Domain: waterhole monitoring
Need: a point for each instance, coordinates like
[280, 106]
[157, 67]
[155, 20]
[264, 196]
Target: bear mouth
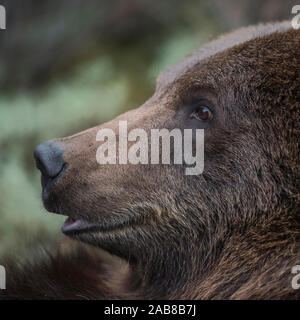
[74, 226]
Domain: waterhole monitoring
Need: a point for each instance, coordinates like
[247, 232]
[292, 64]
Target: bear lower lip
[73, 225]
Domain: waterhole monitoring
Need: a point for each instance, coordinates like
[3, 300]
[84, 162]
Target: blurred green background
[69, 65]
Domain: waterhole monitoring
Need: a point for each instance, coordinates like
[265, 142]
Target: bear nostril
[49, 159]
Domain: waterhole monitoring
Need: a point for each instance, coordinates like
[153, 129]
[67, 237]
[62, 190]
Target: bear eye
[202, 113]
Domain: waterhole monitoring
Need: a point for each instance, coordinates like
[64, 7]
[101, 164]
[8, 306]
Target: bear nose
[49, 159]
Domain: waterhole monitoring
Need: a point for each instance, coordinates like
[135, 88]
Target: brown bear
[143, 231]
****************************************
Update the lines above so that every "waterhole monitoring" becomes "wildlife trail survey", leaving everything else as it is. Omit the pictures from your answer.

Domain: wildlife trail survey
Need: a point for each instance, coordinates like
[280, 106]
[157, 67]
[155, 20]
[264, 196]
Target: bear mouth
[74, 226]
Domain: wildlife trail survey
Need: a point for each instance, coordinates like
[247, 232]
[292, 64]
Target: bear lower lip
[73, 225]
Domain: wildlife trail survey
Need: a point for each instance, coordinates like
[3, 300]
[84, 162]
Target: blurred green background
[69, 65]
Domain: wildlife trail survey
Need: a point for each instance, coordinates like
[265, 142]
Target: bear nostril
[49, 159]
Domain: wildlife trail survey
Need: a point for each instance, coordinates like
[153, 129]
[67, 237]
[62, 190]
Target: bear eye
[202, 113]
Domain: wildlife trail survey
Need: a point for each instance, coordinates like
[64, 7]
[101, 164]
[8, 306]
Target: bear nose
[49, 159]
Domain: wildlife trail survey
Need: a point for each instance, coordinates like
[135, 88]
Target: brown bear
[143, 231]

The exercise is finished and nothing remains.